++++ EXERCISE INPUT ++++
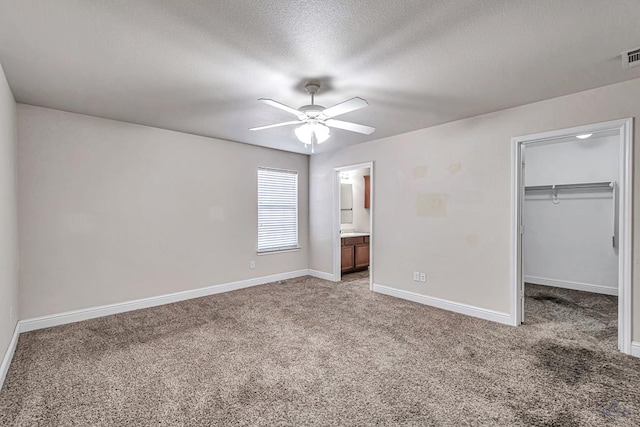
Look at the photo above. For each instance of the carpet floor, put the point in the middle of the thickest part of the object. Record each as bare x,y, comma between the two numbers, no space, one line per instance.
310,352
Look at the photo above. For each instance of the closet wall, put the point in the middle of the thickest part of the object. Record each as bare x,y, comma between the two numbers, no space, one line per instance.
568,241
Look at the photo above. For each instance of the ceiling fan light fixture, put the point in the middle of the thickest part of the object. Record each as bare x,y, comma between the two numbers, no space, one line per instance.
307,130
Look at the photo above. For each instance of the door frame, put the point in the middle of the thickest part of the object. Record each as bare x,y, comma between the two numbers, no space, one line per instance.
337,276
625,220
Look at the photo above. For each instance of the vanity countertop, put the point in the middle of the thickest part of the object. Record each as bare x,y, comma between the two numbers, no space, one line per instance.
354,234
++++
++++ EXERCISE INPUT ++++
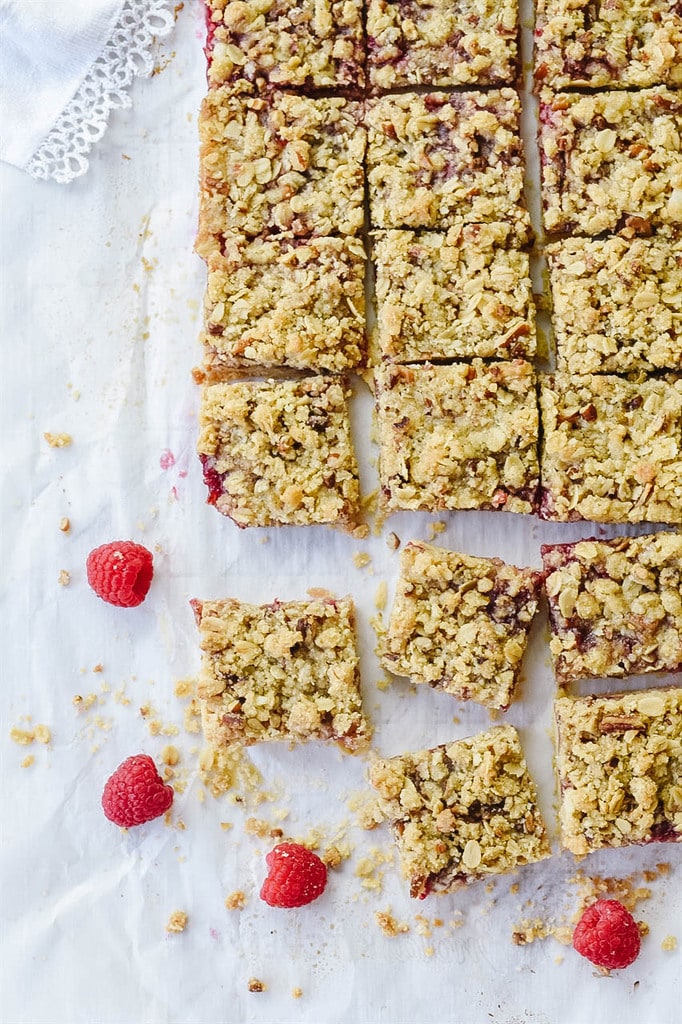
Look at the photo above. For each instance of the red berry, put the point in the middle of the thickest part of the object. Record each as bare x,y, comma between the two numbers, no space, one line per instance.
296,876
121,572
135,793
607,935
++++
++++ EXERCISE INPUT ++++
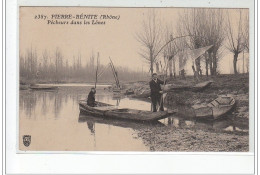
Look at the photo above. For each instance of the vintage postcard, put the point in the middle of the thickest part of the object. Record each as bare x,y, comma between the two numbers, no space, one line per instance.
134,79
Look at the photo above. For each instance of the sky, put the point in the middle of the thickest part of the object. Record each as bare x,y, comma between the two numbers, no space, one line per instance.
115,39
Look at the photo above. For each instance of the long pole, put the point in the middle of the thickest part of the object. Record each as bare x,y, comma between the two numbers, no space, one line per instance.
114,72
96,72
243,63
++++
▶ [INSTRUCTIONS TO FOLLOW]:
Please copy out each of the rows above that contains the string "frame".

▶ [ANSWER]:
Look at the photo above. For each instance of the door frame, put the point in the middle of the thickest part of the object. Record each as bare x,y, comma between the two numbers, no space, one line per instance.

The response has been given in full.